▸ **文書抜粋**:
#####

メドレー日記 Ⅱ

by 笠羽晴夫 映画、音楽、美術、本などの個人メドレーです

へンデル「アルチーナ」

2016-01-27 13:40:41 | 音楽一般
ヘンデル:歌劇「アルチーナ」
エクサン・プロバンス音楽祭2015
指揮:アンドレア・マルコン、フライブルク・バロック・オーケストラ、演出:ケイティ・ミッチェル
パトリシア・プティボン(アルチーナ、王国を支配する魔女)、フィリップ・ジャルスキー(ルッジェーロ、魔女に魅入られた騎士)、
アンナ・プロハスカ(モルガーナ、女王アルチーナの妹で魔女)、 カタリナ・ブラディク(ブラダマンテ/リッチャルド、ルッジェーロの婚約者)、アンソニー・グレゴリー(オロンテ、モルガーナの婚約者)、クシシュトフ・ボンチク(メリッソ、ルッジェーロの後見人)、エリアス・メドラー(オベルト、行方不明の父を捜す少年)
2015年6月30日、7月10日 プロバンス大劇場、2015年11月 NHK BSPre
 
この数年、ヘンデルのオペラ上演、そのTV放送がかなりあり、音だけでもこれまでなじんでなかった世界を知ることができたのはありがたい。ずいぶん多作だったようで、それは当時人気があったからだろう。
 
ストーリーは、王国を支配している魔女が気に入った男ルッジェーロを魔術で思いどおりにしている。そこに男の婚約者が男装して乗り込んで来るが、今度は魔女の妹が彼に惚れてしまう。その後いろいろあって、最後は婚約者による救出作戦が、、、というもの。
大筋では勧善懲悪なのだが、主役は魔女アルチーナで、最後にやられながらも、その心情を延々と歌うその歌は一番の聴きものだ。
同じ作曲家の「ジュリオ・チェーザレ(ジュリアス・シーザー)」と、音楽も、脚本も似通ったところが多い。
 
音楽は、時間を快調に進めていくオーケストラをもとに、アリアをきかせるというものといえる。オーケストラはなんだかどの作品も、どの部分も似通っているようにきこえ、現代でいえば長いロックの楽曲のギターとベースが延々と続いてその中にヴォーカルが入ってきているという感じだ。歌舞伎みたいなものかと思ったりする。

#####

▸ **提供データ**:

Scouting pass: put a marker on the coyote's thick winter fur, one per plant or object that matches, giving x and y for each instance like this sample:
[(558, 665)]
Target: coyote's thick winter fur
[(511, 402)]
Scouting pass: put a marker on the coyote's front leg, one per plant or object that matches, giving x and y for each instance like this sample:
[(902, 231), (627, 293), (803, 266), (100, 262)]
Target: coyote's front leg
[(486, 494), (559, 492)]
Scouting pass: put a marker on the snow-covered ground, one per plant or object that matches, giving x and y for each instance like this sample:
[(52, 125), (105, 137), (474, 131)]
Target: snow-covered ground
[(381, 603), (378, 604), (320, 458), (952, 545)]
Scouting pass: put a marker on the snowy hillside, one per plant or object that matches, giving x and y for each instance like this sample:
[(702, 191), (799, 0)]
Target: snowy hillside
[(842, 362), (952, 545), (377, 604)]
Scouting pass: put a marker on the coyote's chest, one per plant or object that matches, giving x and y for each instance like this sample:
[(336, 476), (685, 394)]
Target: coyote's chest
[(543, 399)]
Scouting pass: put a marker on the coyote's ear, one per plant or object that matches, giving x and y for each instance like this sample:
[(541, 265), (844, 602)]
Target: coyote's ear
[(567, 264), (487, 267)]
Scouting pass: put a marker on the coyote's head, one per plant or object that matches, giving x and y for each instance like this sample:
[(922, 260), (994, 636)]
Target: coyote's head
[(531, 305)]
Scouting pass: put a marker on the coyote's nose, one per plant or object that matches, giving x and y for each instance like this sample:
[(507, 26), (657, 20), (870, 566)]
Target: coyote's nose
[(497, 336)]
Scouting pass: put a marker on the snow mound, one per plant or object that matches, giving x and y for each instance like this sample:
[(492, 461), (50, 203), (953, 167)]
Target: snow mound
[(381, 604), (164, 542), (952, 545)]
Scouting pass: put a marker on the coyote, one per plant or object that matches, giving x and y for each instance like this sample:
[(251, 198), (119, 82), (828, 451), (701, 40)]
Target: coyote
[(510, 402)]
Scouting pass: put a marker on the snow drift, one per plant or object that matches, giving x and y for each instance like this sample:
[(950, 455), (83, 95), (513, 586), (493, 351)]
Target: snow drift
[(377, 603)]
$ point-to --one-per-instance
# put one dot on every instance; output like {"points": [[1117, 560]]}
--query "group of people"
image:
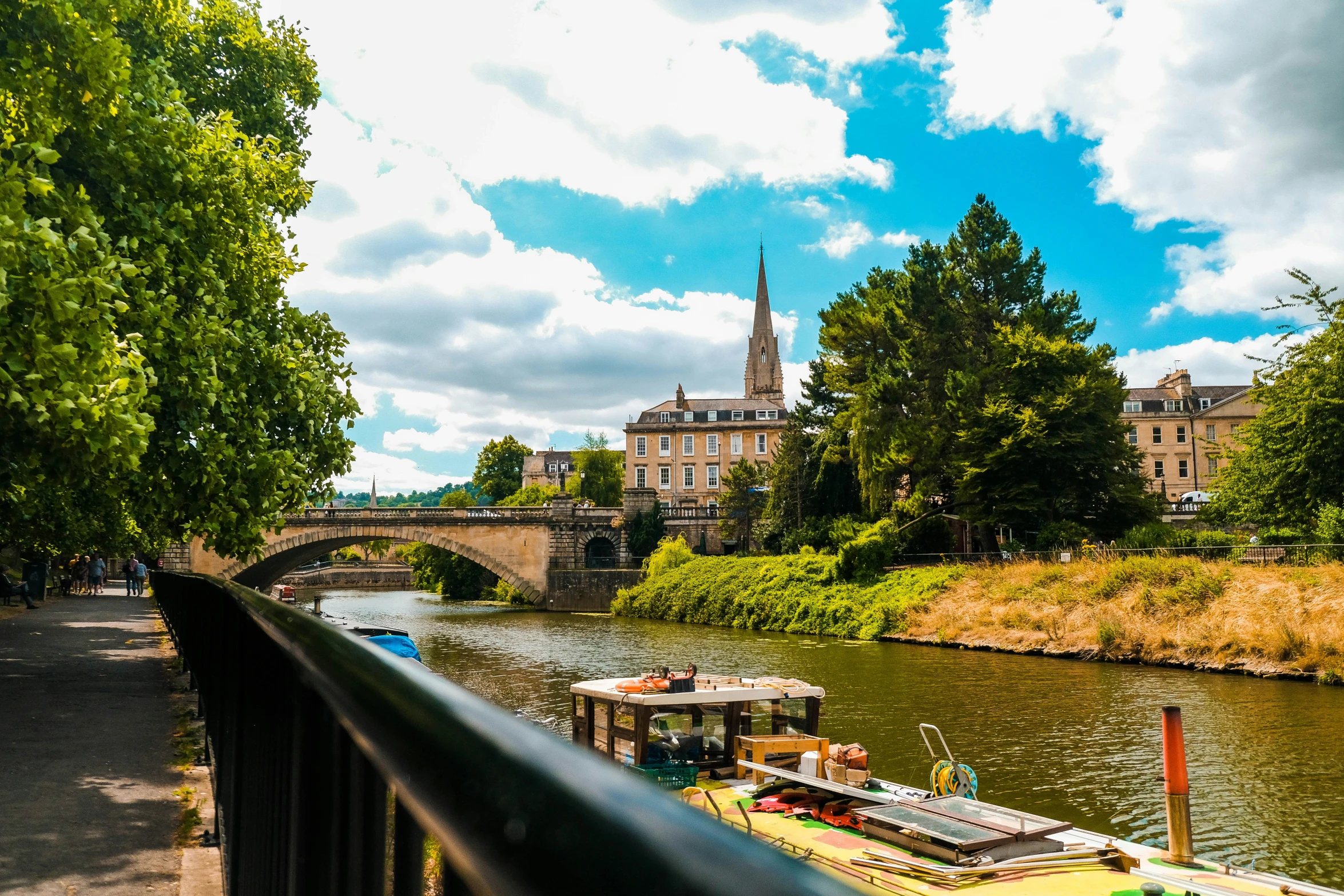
{"points": [[86, 575]]}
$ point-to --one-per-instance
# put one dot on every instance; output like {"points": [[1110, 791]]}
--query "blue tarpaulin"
{"points": [[398, 644]]}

#####

▸ **実施課題**:
A. ヘンデル「アルチーナ」の記事で、出演者として役名とともに挙げられている歌手の名前をすべて書き出してください。
B. ヘンデル「アルチーナ」の記事を、最後の段落の続きから書き進めてください。

▸ **課題別回答**:
A.
パトリシア・プティボン
フィリップ・ジャルスキー
アンナ・プロハスカ
カタリナ・ブラディク
アンソニー・グレゴリー
クシシュトフ・ボンチク
エリアス・メドラー

B.
 
それにしてもアルチーナのパトリシア・プティポンという人、広い声域のどこをとっても、リリカルにもドラマチックにも自在にできて、評判だけのことはある。繰り返しがくどいほど続く作品だから、スタミナも大層必要だろう。
 
演出は、宮殿風の室内と現代的な衣装の混合、そしてなんともエロティックな、そしてSMプレイのような場面が随所にある。話としてはこういうものだろうから、納得できるが、演じるほうは大変だろう。もっともあちらの人たちは平気なのかもしれない。
と、ここで気がついたのだが、この話、筋や設定は「ジュリオ・チェーザレ」と似ていなくもない。女王の宮殿、その中に来てしまった男、そしてその関係者同志のいろんな関係と顛末、宮殿の外の動乱というか闘い、、、これらはドラマの世界である定番のパターンになっているのかもしれない。大胆にいえばベートーヴェンの「フィデリオ」だって似ているところがある。そして武装してここに乗り込み救出にあたるという感じは、映画「コマンドー」(アーノルド・シュワルツネッガー)を思い出してしまった。
 
なお、エクサン・プロバンス音楽祭は毎年なかなか興味あるものを創ってくれる。そして今回の舞台も、ここでよくあるように、壁の両側を効果的に使っている。ここの施設、舞台がそれに向いているのか、それはよくわからないが。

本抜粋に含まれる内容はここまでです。